Answer from the article on commonly misused phrases:
(a) Who offers the list of phrases?
(b) According to the article, what does "I could care less" actually mean?
(c) Why can't something be "worse than the next"?

***** Excerpt *****

With today’s heavy reliance on text messaging and email for communication, it’s important to have strong writing skills. And it’s also essential to know how to use words and phrases correctly in.
Many misuses have become so common they are now included in some dictionaries, but they once had correct usages. Freelance writer Dominique Jackson offers a list of phrases you might be saying wrong:
- Nip it in the bud. It’s not “nip it in the butt.”
- I couldn’t care less. The commonly used “I could care less” actually means that you do care a little.
- One and the same. “One in the same” doesn’t even make sense.
- You’ve got another think coming. Notice you have a “think” coming, not a “thing.” While “thing” does make sense here, it’s not correct.
- Each one worse than the last. It can’t be worse than the next because the next hasn’t happened yet.
- By accident. “On accident” is incorrect.
- Statute of limitations. There’s no such thing as a “statue” of limitations.
- For all intents and purposes. It’s not “all intensive purposes.”
- He did well. It’s not “he did good.” A person is good, they do well.
- Exact revenge. You don’t “extract revenge.”
- Alzheimer’s disease. It’s neither “old timer’s” nor “Altimer’s” disease.
- I’m giving you leeway. “Leadway” isn’t even a real word.
- What’s your opinion, guys? “What’s your guyses opinion” is just wrong.
- A memento is a keepsake. “Momento” is a Spanish word.
- Regardless. Making it “irregardless” means “without regard,” a double negative.

***** Entries provided *****

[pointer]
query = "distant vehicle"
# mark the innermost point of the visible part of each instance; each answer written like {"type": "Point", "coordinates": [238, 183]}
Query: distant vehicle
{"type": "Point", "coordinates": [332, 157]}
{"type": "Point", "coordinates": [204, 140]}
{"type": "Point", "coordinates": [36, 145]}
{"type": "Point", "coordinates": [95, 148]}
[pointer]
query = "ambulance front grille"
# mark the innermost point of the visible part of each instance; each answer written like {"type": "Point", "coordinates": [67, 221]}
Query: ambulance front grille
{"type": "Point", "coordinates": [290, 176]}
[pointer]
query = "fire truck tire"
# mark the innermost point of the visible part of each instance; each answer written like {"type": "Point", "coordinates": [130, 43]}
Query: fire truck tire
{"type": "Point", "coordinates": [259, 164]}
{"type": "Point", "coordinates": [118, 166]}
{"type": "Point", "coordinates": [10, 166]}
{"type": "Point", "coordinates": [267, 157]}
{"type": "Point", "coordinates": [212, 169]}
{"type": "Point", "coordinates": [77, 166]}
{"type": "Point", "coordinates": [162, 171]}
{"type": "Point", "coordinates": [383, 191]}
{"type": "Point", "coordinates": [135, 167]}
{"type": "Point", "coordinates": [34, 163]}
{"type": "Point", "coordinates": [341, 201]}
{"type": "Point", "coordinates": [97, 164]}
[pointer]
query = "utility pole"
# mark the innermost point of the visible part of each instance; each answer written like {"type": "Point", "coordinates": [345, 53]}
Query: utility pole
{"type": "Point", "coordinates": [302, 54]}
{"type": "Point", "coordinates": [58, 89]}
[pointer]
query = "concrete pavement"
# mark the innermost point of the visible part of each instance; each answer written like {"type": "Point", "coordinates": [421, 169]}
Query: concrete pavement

*****

Task solution ->
(a) Freelance writer Dominique Jackson
(b) That you do care a little
(c) Because the next hasn't happened yet